__Records for processing__
━━━━━━━━━━━━━━━━━━━━━━━━━━━━━━

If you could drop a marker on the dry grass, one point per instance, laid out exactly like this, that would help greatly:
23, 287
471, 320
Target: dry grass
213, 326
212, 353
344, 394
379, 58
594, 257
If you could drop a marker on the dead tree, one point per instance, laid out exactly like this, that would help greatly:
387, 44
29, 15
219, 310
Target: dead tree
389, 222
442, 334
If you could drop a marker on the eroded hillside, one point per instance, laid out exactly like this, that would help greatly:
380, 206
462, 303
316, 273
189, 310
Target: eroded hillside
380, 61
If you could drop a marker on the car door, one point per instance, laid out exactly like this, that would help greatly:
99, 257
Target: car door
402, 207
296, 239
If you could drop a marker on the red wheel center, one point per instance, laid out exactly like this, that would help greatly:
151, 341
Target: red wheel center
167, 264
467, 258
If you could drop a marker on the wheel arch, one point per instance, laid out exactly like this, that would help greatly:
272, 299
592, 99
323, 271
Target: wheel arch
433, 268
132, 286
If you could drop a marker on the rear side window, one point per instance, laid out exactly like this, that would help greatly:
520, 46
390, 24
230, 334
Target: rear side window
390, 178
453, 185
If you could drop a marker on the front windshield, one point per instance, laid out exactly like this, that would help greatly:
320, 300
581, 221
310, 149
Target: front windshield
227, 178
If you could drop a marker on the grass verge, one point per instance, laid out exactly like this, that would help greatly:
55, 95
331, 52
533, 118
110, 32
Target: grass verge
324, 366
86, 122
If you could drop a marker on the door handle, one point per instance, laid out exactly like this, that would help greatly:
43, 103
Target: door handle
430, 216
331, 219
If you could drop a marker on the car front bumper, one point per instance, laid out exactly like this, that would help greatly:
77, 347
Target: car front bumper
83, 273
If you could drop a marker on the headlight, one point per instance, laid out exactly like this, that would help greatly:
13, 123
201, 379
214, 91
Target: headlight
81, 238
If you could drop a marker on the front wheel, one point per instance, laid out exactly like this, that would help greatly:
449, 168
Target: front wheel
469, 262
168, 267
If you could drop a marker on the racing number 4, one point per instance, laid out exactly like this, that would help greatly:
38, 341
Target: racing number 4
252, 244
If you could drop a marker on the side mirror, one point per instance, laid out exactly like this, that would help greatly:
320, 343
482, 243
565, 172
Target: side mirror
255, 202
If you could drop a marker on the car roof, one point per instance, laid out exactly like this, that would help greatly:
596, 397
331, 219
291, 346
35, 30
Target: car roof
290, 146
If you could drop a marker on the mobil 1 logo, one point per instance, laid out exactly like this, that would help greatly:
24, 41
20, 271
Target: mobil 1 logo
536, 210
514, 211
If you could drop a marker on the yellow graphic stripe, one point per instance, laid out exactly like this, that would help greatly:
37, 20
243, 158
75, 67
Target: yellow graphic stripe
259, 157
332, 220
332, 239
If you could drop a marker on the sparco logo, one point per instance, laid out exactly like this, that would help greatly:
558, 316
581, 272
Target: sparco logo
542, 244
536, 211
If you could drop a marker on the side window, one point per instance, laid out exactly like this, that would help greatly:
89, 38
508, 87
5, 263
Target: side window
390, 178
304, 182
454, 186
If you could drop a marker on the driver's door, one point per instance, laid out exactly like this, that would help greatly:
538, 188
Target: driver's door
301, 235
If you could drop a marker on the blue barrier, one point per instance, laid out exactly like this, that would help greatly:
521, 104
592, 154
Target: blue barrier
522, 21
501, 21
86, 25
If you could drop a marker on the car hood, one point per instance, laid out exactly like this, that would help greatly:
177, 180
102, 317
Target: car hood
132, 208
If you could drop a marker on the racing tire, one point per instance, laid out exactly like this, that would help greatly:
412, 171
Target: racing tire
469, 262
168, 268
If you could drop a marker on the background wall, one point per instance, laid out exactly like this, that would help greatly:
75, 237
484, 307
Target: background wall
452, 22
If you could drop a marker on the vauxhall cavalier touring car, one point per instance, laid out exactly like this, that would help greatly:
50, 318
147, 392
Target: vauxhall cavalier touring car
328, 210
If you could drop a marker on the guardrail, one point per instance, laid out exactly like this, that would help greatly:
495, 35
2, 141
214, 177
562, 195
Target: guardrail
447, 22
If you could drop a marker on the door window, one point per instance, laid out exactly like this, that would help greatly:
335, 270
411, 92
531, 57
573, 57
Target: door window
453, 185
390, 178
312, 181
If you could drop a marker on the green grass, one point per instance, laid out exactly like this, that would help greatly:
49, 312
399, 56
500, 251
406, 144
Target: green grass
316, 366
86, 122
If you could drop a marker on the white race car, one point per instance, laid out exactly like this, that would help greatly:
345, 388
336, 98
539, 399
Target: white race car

━━━━━━━━━━━━━━━━━━━━━━━━━━━━━━

__Required task__
Extract all of the data exactly as written.

__The result__
If you could drop a marker on the dry grass, one point per instance, laid out exactly like this, that would help greatly:
23, 287
471, 320
Target: dry grass
213, 326
212, 353
344, 394
379, 58
594, 257
If you could drop a marker on the dead tree, one point per instance, laid out exactly like this, that would help greatly:
387, 44
29, 15
219, 310
Target: dead tree
389, 222
442, 334
If you could drop a marker on the eroded hillside, one point per instance, laid out exactly like this, that would help greatly:
380, 206
462, 303
316, 273
189, 310
Target: eroded hillside
380, 61
If you could drop a marker on the car door, one point per instance, laid out exactly like this, that would help greatly:
99, 257
Target: car door
402, 207
296, 239
If you could drop a marker on the red wheel center, one point per instance, laid out exactly like this, that would help greatly:
151, 341
Target: red wheel center
167, 264
467, 258
If you could drop a marker on the wheel arch, one point per instance, laid out exactly like this, that would help greatly:
272, 299
592, 99
323, 271
Target: wheel arch
433, 268
132, 286
If you could drop a marker on the rear side window, one point per instance, laid out exactly like this, that would help greatly:
520, 46
390, 24
230, 334
Target: rear side window
390, 178
453, 185
If you could drop a marker on the front windshield, one point per instance, laid out exactly like this, that would help greatly:
320, 300
581, 221
310, 149
Target: front windshield
227, 178
If you could drop a marker on the grass verge, one point per instance, laid out exactly like this, that would help greatly:
55, 95
331, 52
533, 118
110, 32
Target: grass verge
324, 366
86, 122
If you could drop a marker on the door handle, one point per instance, laid out exactly like this, that would help greatly:
43, 103
Target: door handle
430, 216
331, 219
If you could drop a marker on the car front bumper, one point per instance, laid out exactly like this, that would help greatly:
77, 347
Target: car front bumper
83, 273
If you could drop a marker on the headlight, one point per instance, laid out exactly like this, that would help greatly:
13, 123
201, 379
214, 91
Target: headlight
81, 238
If you could drop a marker on the front wheel, one point per instance, laid out exactly like this, that would help greatly:
449, 168
Target: front wheel
469, 262
168, 267
If you could drop a marker on the racing number 4, one point per instance, laid out exactly like this, that would help greatly:
38, 341
Target: racing number 4
252, 244
If you could drop a marker on the side mirror, one point per instance, laid out exactly like this, that would help greatly:
320, 343
482, 243
565, 172
Target: side mirror
255, 202
If you could drop a marker on the car roof, one point per instance, laid out exactly like this, that would help greatly:
596, 397
331, 219
291, 346
35, 30
Target: car roof
290, 146
If you could drop a marker on the mobil 1 logo, one point per instance, laid out exactly like this, that would help greatly:
24, 41
20, 271
Target: mobil 1 logo
536, 210
514, 211
If you could drop a marker on the yellow graphic stripe, one point per instance, laid out exactly like this, that would help greatly:
37, 20
243, 158
75, 67
Target: yellow graphic stripe
259, 157
332, 220
332, 239
If you could drop a marker on the sparco logo, one point per instance, laid out exactly like this, that would help greatly:
558, 316
581, 272
Target: sparco logo
542, 244
536, 211
If you could drop a marker on the side window, one point per instance, laid out exactly like this, that would help greatly:
89, 38
508, 87
5, 263
Target: side window
390, 178
304, 182
454, 186
If you could drop a marker on the driver's door, one point per instance, laid out exactly like this, that would help greatly:
538, 188
Target: driver's door
301, 235
If you could drop a marker on the blue barrier, one point per instance, laid out exactly like this, that would help greatly:
521, 104
592, 154
Target: blue barrier
522, 21
501, 21
86, 25
If you could drop a marker on the car hood, one point per instance, laid out exactly like this, that would help greatly:
177, 180
102, 317
Target: car hood
132, 208
If you could drop a marker on the racing tire, one point per instance, laid out exactly like this, that would help greatly:
412, 171
Target: racing tire
469, 262
168, 268
If you could drop a marker on the background wall, one point per instance, laid out exactly like this, that would help greatly:
75, 237
484, 307
Target: background wall
452, 22
If you could drop a marker on the vauxhall cavalier touring car, one point per instance, laid out exactly like this, that would help greatly:
50, 318
147, 392
Target: vauxhall cavalier touring car
328, 210
If you could drop a marker on the guardrail, one point per instance, laid out exactly like this, that would help greatly:
495, 35
2, 141
214, 177
562, 195
Target: guardrail
447, 22
If you could drop a marker on the door window, one point per instance, laid out exactly like this, that would help greatly:
335, 270
411, 92
531, 57
573, 57
Target: door window
453, 185
390, 178
312, 181
If you could drop a marker on the green grass, one point per instance, laid out exactly like this, that would help greatly:
49, 312
399, 56
500, 251
406, 144
Target: green grass
316, 366
86, 122
If you could drop a marker on the white race car, one point per instance, laid out exactly like this, that would help greatly:
345, 388
336, 98
539, 399
Target: white race car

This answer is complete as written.